Selected excerpt:
On Sunday, March 29, 2015 at 5:36:13 AM UTC-10, Ed Pawlowski wrote:
> Growing up, grilled cheese was Velveeta on white bread. For years, I
> never did much else but eventually went to sharp cheese. The evolution
> continues
>
> We had grilled cheese for dinner last night.
>
> For the cheese> Cabot extra sharp cheddar and Fontina. Both were grated
> and then mixed together. You get a better melt that way.
>
> For the bread: Sourdough
>
> For the process: We have an old Dominion brand combo waffler iron and
> flat faced grill. I'd guess it is 35 to 40 years old.
>
> Lay ot one slice of bread, spread with the cheese mix. Put the other
> slice on top and instead of butter, I spread a light coat of mayo on it.
> Flipped it ont he grill, did the other side and closed it. A few
> minutes later, a nicely toasted bread with gooey melted cheese.

Exercises to complete:
a – Answer these questions about the grilled cheese post:
(i) What was grilled cheese made with when the writer was growing up?
(ii) Which two cheeses were grated and mixed together?
(iii) What did the writer spread on the top slice instead of butter?
b – Please repeat the part of the grilled cheese post starting at "On Sunday, March" and ending at "dinner last night.", copying every word unchanged.
c – Carry the grilled cheese post forward, picking up right after its final sentence.

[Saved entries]
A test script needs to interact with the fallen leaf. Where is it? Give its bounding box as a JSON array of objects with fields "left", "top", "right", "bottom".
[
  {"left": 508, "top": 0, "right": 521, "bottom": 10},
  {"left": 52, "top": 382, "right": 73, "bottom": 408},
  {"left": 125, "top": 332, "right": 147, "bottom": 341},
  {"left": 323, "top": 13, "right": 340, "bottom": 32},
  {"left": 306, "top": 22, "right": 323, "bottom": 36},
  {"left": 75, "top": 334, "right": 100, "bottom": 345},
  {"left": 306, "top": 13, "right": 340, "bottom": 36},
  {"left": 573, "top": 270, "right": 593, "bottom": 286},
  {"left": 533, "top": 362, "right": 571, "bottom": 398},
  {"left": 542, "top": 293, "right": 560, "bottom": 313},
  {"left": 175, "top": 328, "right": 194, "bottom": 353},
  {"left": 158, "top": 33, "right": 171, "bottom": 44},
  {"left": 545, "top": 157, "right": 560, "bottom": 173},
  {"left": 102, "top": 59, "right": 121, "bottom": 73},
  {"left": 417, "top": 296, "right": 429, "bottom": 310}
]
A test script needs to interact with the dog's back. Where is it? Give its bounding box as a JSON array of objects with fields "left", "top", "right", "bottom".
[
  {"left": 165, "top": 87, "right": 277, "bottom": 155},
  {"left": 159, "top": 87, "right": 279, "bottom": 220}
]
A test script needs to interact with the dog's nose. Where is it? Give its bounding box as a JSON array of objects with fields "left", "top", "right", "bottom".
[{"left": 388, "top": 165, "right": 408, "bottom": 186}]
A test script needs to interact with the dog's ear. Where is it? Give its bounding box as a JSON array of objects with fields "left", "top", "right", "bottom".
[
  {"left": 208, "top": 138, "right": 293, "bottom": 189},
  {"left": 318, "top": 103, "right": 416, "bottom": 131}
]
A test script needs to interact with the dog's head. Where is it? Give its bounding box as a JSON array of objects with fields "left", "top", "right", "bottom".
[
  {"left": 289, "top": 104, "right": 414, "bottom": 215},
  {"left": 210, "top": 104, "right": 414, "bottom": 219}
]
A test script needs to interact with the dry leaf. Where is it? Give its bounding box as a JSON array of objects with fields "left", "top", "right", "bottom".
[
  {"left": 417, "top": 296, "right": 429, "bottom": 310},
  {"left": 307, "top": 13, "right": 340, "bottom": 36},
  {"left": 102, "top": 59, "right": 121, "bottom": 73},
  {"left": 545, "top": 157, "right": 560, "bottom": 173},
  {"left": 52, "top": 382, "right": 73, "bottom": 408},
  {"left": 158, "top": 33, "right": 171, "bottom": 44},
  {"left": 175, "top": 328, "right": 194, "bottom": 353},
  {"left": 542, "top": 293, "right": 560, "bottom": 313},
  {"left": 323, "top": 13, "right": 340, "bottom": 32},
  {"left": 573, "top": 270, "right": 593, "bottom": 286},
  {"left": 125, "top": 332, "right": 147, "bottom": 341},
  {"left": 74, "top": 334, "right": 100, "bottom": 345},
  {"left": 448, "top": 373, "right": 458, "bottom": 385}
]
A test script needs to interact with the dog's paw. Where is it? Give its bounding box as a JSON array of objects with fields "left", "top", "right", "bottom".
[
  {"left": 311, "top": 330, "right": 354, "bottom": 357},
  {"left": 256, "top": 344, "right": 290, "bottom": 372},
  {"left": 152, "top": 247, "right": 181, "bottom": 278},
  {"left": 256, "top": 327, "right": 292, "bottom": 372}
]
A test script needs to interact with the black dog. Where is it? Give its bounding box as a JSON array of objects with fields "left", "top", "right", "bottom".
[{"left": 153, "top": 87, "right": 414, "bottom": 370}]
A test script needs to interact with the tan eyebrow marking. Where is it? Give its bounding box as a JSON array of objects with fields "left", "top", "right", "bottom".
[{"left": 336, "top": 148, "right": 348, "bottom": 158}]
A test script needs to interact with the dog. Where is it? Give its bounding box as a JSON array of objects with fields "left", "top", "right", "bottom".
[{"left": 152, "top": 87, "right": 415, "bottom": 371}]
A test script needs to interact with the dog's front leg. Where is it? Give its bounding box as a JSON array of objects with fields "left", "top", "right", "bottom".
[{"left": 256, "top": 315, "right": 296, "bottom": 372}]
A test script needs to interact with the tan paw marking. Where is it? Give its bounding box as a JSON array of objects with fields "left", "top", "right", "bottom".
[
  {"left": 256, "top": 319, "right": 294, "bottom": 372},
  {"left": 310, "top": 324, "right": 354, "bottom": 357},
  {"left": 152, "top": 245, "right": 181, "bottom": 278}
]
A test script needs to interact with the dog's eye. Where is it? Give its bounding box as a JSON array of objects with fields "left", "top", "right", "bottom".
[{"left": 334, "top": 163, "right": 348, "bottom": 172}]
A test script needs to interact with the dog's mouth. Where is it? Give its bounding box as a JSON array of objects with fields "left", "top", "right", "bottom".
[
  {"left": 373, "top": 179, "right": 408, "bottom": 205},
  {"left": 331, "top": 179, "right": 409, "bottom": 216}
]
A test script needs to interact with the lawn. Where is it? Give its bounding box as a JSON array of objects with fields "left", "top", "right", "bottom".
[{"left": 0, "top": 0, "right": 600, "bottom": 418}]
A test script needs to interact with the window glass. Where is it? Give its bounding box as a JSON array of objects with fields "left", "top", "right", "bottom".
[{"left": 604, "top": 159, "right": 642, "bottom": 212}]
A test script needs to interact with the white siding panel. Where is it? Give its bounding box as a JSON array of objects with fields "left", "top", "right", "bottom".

Results by task:
a –
(i) Velveeta on white bread
(ii) Cabot extra sharp cheddar and Fontina
(iii) A light coat of mayo

b –
On Sunday, March 29, 2015 at 5:36:13 AM UTC-10, Ed Pawlowski wrote:
> Growing up, grilled cheese was Velveeta on white bread. For years, I
> never did much else but eventually went to sharp cheese. The evolution
> continues
>
> We had grilled cheese for dinner last night.

c –
>
> I offered variations with ham on it too. The mayo is easier than butter
> and works well. I'll be using it int he future.


You get a nicer looking grilled sandwich by using mayo instead of butter. I'm not exactly sure why that would be. If you use Japan mayo, you'll get the tastiest grilled cheese sandwich ever. I started doing this when I didn't have any other thing to use. My guess is that it's a poor folk technique. It's going to catch on sooner or latter because it works just swell. :-)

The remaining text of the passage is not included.